TASK TO CARRY OUT
Although the entries contain pictures, the copy should hold only their exact text.
INPUT FOR THIS TASK: Begin
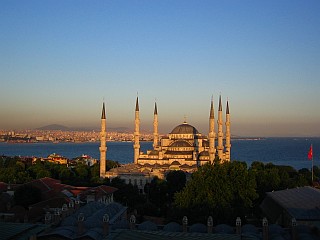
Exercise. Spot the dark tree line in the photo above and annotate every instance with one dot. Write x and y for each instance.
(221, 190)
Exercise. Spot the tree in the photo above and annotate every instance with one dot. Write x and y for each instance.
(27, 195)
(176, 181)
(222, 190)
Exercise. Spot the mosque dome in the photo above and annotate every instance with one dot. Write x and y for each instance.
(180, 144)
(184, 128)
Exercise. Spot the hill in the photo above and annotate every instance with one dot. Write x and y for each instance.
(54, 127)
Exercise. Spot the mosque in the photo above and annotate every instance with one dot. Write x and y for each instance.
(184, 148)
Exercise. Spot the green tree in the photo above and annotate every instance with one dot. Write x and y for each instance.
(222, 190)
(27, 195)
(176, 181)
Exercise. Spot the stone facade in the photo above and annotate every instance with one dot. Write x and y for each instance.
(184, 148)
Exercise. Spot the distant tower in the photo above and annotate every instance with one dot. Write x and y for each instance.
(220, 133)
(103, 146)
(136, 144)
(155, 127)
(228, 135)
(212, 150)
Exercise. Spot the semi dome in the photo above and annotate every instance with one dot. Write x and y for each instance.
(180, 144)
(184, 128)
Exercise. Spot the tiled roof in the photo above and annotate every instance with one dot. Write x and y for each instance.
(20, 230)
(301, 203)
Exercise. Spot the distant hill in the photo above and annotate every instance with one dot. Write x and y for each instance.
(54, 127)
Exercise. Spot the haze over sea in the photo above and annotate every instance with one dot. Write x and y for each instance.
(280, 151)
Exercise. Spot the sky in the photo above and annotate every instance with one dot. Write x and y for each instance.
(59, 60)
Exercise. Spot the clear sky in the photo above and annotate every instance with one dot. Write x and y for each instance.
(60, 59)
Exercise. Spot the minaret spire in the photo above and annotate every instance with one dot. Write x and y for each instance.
INPUT FOR THIS TASK: End
ANSWER TO THIS EXERCISE
Exercise. Spot the dark tree line in the photo above and annotate every instance with one dot. Write x and y for each instance.
(221, 190)
Exercise. Spot the tree in the photo above and annotate every instance with one dot. Write x and y for each instance.
(27, 195)
(176, 181)
(222, 190)
Exercise. Spot the mosque dome in the photo above and annotate every instance with one dot. Write x and y for each instance.
(180, 144)
(184, 128)
Exercise. Spot the hill in the photo above and annotate every instance with one dot. Write x and y for each instance.
(54, 127)
Exercise. Spot the mosque in the photo above and annotate every instance with one dot. Write x and y for each instance.
(184, 148)
Exercise. Spot the green tree in the photo above and annotate every instance with one dot. Write x and y for each instance.
(222, 190)
(27, 195)
(176, 181)
Exercise. Spot the stone facade in the photo above and annotate every instance with one dot. Write x and y for each instance.
(184, 148)
Exercise. Spot the distant tower in the photo above and annotate every instance with one dot. Write x and y for each instance.
(220, 133)
(103, 146)
(136, 144)
(155, 127)
(228, 135)
(212, 150)
Exercise. Spot the semi dome in the photo above and annotate every instance with one dot. Write x and y for each instance.
(180, 144)
(184, 128)
Exercise. Spot the tiled roof in the photo above and annotate every instance with one dot. Write x and y for each instance.
(20, 230)
(301, 203)
Exercise. Spot the distant hill in the photo above and annotate every instance with one dot. Write x and y for each instance.
(54, 127)
Exercise. Spot the haze over sea in the photo above and annotate every instance with one dot. Write x and y for each instance.
(280, 151)
Exercise. Spot the sky in the photo above and annotate every instance with one dot. Write x and y for each instance.
(59, 60)
Exercise. Spot the clear sky in the photo above and annotate every instance with one dot. Write x and y for each instance.
(60, 59)
Exercise. Spot the minaret spire in the photo above and annotate every instance with one dot. Write x and y for each instance.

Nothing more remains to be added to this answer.